**What to work on:** Every line of the entries below that includes "detect" belongs in the answer, copied as written.

*** Begin section ***

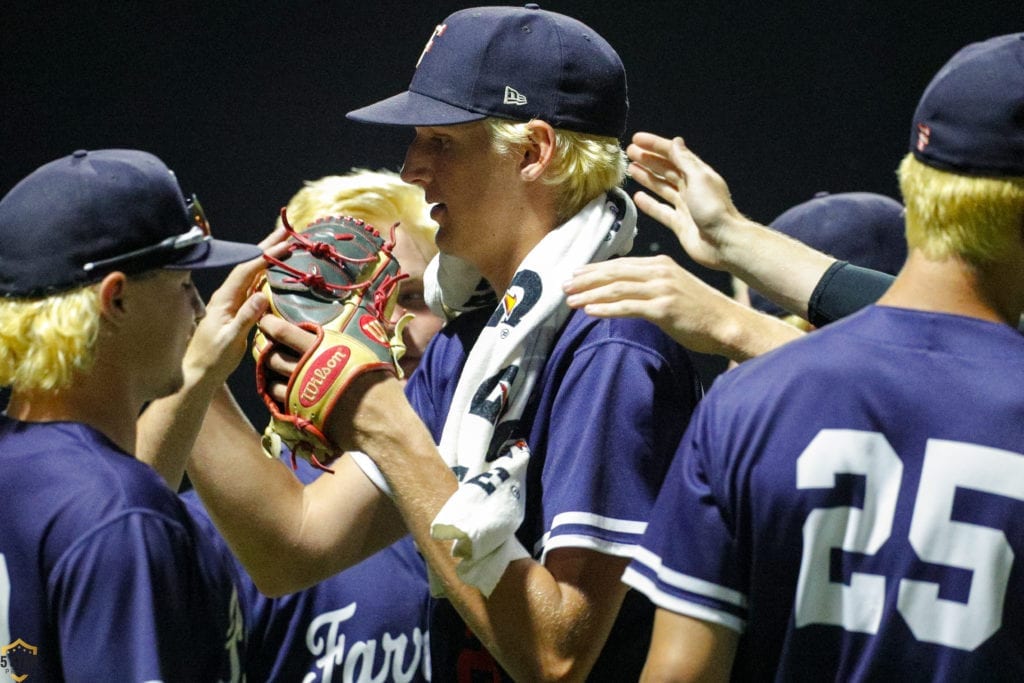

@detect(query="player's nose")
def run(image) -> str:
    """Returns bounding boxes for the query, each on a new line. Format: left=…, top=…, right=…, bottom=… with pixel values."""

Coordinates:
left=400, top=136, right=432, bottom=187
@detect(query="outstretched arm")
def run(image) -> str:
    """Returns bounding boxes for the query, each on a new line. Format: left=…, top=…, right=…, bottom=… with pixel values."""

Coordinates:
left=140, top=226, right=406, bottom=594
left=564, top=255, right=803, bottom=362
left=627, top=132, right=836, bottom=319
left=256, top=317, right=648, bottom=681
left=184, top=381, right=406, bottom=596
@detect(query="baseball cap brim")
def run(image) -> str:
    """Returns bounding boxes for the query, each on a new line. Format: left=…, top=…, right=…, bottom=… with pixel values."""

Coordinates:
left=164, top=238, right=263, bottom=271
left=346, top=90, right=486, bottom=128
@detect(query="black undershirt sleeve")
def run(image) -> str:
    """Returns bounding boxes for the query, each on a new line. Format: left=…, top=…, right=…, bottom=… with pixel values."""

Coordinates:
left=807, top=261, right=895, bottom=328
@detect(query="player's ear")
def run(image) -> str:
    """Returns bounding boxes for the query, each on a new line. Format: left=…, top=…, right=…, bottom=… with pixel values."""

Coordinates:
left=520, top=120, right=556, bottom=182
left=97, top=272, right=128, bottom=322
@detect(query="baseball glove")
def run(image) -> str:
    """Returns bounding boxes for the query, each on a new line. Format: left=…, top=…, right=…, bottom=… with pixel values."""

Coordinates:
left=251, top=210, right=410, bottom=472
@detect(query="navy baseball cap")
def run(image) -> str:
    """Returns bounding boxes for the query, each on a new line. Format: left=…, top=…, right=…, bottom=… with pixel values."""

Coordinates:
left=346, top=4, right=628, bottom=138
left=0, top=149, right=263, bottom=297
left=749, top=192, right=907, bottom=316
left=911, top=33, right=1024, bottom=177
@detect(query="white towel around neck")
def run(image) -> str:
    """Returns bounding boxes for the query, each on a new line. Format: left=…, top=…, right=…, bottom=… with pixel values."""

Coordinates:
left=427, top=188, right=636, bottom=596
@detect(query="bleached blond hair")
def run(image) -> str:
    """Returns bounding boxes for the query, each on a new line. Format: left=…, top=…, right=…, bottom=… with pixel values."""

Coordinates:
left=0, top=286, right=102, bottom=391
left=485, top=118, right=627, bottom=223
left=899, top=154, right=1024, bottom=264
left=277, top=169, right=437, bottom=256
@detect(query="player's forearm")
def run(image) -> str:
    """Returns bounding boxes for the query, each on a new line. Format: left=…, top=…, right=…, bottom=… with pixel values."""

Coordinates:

*** End section ***

**Answer section:**
@detect(query="player's nose")
@detect(query="outstretched arm")
@detect(query="baseball cap brim")
@detect(query="black undershirt sleeve")
@detect(query="player's ear")
@detect(query="baseball glove")
@detect(query="navy baseball cap")
@detect(query="white towel around neck")
@detect(query="bleached blond hair")
@detect(query="player's forearm")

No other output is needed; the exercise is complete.